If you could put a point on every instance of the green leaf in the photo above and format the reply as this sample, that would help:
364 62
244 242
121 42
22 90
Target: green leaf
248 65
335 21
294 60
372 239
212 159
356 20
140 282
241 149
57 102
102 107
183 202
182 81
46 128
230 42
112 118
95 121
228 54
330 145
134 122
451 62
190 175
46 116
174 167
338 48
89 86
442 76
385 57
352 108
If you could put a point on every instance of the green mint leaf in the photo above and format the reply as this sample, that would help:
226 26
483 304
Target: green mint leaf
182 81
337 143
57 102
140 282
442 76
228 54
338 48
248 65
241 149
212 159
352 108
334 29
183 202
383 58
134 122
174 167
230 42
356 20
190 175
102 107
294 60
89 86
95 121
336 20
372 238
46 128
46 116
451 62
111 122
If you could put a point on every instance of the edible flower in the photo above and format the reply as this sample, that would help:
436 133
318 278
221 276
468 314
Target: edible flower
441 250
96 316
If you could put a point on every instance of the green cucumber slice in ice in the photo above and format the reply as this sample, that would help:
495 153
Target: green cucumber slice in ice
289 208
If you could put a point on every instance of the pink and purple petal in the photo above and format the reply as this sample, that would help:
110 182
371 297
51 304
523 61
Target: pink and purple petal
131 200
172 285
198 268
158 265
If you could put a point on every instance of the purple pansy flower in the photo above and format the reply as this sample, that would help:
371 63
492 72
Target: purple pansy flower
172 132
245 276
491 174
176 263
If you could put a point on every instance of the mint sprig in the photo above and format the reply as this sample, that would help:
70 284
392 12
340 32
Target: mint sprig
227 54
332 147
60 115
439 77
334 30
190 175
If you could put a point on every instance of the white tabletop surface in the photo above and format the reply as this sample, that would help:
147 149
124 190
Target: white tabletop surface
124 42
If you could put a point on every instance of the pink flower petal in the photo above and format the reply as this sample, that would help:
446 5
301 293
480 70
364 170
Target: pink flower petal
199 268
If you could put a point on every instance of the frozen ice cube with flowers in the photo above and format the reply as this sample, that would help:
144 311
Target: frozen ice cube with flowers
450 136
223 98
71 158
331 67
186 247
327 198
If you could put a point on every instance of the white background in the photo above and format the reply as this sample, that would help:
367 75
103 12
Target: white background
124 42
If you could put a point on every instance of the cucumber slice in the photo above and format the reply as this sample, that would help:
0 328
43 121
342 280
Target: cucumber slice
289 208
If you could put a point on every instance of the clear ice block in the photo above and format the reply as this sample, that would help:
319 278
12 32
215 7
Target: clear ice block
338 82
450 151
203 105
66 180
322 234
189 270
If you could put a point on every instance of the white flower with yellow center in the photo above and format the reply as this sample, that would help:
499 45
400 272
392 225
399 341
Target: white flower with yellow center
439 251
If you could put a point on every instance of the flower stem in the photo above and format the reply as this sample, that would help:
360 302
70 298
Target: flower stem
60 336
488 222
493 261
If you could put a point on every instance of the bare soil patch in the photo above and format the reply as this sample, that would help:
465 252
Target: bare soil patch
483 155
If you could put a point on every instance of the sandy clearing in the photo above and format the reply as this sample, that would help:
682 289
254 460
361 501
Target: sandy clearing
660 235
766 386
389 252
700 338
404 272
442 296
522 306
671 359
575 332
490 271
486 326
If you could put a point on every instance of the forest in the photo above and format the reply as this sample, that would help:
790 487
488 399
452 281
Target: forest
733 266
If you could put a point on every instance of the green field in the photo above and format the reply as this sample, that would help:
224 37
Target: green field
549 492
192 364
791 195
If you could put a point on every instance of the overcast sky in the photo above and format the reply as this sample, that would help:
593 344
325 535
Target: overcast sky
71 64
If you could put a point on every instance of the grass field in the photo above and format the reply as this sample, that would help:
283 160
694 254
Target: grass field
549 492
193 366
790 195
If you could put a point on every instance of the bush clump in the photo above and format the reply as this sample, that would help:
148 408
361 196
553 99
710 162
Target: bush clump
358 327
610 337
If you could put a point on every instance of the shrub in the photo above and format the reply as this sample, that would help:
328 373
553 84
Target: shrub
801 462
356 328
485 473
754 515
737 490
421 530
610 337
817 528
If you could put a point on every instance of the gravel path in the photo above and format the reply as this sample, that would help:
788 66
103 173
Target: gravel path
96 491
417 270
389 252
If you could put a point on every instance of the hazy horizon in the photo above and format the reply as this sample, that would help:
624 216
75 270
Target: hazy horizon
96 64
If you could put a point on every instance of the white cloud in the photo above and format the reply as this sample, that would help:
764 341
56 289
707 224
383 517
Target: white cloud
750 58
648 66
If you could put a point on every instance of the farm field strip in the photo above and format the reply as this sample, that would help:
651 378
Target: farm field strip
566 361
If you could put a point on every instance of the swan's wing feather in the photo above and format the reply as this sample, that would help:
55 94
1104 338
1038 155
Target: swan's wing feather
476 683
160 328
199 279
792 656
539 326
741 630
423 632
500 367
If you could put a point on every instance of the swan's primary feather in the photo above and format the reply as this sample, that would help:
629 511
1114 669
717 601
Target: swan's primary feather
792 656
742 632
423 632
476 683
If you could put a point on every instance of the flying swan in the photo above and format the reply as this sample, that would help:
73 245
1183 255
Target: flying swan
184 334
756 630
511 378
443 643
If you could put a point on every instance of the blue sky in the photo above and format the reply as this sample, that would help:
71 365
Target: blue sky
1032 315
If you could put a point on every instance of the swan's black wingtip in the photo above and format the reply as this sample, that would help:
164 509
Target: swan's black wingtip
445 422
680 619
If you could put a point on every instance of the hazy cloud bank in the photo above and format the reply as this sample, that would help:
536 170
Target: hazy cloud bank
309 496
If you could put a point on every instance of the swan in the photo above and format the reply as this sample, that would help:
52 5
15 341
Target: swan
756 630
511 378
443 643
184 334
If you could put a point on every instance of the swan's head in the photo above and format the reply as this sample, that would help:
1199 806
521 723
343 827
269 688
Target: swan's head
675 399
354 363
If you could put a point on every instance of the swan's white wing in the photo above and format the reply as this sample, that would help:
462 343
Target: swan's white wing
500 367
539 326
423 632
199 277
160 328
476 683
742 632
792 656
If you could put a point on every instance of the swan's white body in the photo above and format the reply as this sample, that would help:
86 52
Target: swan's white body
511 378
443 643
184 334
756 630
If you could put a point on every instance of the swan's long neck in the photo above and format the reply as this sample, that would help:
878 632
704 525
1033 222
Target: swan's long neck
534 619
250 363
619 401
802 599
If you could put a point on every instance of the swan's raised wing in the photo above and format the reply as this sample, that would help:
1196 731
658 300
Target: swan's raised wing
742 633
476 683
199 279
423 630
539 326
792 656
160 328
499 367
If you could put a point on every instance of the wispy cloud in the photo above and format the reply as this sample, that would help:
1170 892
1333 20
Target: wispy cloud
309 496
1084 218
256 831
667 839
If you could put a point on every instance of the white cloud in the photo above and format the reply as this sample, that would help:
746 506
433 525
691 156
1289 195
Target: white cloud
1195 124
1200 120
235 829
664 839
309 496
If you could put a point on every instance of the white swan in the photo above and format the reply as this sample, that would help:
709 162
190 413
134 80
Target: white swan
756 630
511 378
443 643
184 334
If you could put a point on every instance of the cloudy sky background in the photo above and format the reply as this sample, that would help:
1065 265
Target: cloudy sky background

**Work instructions**
Please rewrite the items starting at the line containing "of the cloudy" and ending at the last line of the items, replacing "background" with "backdrop" and changing nothing else.

**Output below**
If you could put a point on every instance of the cloudy sky backdrop in the photo above and format the reply as this sample, that would help:
1065 265
Target: cloudy sky backdrop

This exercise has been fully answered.